↓↓↓

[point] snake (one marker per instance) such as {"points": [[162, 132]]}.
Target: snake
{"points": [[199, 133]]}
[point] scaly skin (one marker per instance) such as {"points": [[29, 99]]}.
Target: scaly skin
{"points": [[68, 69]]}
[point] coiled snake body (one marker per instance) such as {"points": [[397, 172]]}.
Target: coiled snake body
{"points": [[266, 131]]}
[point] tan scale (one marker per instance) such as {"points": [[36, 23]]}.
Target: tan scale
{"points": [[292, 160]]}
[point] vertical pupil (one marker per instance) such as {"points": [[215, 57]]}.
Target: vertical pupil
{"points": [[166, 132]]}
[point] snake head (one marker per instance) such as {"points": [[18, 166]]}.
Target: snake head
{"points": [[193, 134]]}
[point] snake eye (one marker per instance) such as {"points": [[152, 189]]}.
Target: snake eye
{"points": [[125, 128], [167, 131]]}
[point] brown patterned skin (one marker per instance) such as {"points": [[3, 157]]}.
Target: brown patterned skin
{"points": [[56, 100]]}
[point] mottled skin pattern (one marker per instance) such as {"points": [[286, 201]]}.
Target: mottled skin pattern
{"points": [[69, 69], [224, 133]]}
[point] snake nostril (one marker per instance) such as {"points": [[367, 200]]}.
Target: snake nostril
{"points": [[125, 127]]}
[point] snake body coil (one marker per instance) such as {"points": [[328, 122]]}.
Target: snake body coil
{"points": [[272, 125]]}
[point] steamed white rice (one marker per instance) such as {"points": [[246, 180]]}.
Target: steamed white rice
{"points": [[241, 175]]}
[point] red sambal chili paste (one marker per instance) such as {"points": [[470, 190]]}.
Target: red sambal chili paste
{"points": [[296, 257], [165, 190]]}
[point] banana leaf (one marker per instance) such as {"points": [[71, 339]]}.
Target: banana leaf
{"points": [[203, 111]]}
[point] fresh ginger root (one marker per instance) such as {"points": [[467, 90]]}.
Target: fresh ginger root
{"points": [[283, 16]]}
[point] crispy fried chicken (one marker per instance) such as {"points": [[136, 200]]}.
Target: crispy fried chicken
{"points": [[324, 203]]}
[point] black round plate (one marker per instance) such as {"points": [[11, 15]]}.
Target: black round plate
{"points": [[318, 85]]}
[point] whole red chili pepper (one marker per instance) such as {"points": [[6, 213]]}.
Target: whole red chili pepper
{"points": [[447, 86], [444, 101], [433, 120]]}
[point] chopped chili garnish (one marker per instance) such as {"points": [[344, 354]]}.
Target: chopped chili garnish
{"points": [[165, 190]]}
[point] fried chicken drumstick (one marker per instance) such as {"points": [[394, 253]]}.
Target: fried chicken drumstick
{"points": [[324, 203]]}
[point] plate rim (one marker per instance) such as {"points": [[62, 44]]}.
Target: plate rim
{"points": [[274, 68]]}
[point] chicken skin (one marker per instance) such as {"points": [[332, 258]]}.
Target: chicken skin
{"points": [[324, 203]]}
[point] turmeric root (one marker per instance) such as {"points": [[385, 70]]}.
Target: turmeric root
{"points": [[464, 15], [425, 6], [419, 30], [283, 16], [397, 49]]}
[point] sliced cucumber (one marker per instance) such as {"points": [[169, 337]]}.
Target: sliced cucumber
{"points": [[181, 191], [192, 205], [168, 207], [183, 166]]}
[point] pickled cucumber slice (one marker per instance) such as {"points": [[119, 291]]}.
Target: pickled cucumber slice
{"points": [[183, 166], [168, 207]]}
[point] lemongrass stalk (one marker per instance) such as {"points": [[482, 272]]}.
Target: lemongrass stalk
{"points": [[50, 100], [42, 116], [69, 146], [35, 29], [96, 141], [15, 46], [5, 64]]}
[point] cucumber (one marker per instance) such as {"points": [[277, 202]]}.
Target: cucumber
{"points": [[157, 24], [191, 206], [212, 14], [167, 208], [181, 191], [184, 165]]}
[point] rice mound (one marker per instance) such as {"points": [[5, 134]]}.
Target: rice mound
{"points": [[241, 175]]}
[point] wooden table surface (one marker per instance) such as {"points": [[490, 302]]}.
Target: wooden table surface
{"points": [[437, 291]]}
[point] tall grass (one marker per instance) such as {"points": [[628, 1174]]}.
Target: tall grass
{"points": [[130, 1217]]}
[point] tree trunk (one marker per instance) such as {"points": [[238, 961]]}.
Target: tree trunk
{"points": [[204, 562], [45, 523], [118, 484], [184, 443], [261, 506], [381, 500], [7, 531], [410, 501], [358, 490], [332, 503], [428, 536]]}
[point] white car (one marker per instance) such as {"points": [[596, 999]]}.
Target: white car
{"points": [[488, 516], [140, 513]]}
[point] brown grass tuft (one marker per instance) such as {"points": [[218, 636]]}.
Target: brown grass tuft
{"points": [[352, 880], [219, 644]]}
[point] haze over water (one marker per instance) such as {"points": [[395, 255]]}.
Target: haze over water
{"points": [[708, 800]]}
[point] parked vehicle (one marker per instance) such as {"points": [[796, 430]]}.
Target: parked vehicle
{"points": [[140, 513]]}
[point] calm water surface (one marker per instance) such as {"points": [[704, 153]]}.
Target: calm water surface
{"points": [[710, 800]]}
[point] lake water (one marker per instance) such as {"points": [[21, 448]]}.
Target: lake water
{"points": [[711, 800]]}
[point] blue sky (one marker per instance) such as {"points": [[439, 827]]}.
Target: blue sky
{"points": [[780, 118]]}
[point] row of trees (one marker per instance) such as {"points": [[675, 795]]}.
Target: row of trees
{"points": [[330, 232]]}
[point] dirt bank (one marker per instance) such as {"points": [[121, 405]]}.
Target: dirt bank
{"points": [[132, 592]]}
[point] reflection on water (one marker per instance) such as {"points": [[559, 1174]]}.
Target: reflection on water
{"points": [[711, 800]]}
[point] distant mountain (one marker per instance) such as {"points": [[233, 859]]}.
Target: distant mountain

↑↑↑

__Exercise goal__: Give back exactly the lines that run from the line with "[point] tree trunk" through the close of the material, counting both ends, and nothing more.

__Exercise solution__:
[point] tree trunk (one marker per instance) such as {"points": [[238, 961]]}.
Target: tree trunk
{"points": [[204, 562], [45, 523], [118, 484], [184, 443], [261, 506], [381, 500], [7, 531], [410, 501], [358, 490], [332, 503], [428, 536]]}
[point] white car (one marker per instance) such as {"points": [[596, 999]]}.
Target: white car
{"points": [[488, 516], [140, 513]]}
[point] brown grass tuft (one marker per instance) such as {"points": [[218, 636]]}.
Target: brown grass tuft
{"points": [[352, 880], [219, 644]]}
[point] haze over water (one marker per instance) such as {"points": [[395, 255]]}.
Target: haze over water
{"points": [[708, 800]]}
[point] parked vehicle (one marker per instance) such as {"points": [[796, 430]]}.
Target: parked vehicle
{"points": [[140, 513]]}
[point] calm water surface (one marker per instance) such as {"points": [[704, 153]]}.
Target: calm water surface
{"points": [[710, 800]]}
[point] lake water (one marker per instance) such as {"points": [[21, 448]]}.
Target: lake water
{"points": [[711, 800]]}
[point] blue sky (one marker per instance) such as {"points": [[439, 827]]}.
Target: blue sky
{"points": [[780, 118]]}
[point] row of trees (one marker per instance) such as {"points": [[675, 795]]}.
Target: row of trees
{"points": [[330, 232]]}
[point] dirt bank (one marker per instance) such as {"points": [[121, 405]]}.
Target: dirt bank
{"points": [[132, 592]]}
[point] reflection on water (one marker per instance) such as {"points": [[559, 1174]]}.
Target: reflection on water
{"points": [[711, 800]]}
[point] distant mountain (one marker per instance) such as {"points": [[233, 859]]}.
Target: distant mountain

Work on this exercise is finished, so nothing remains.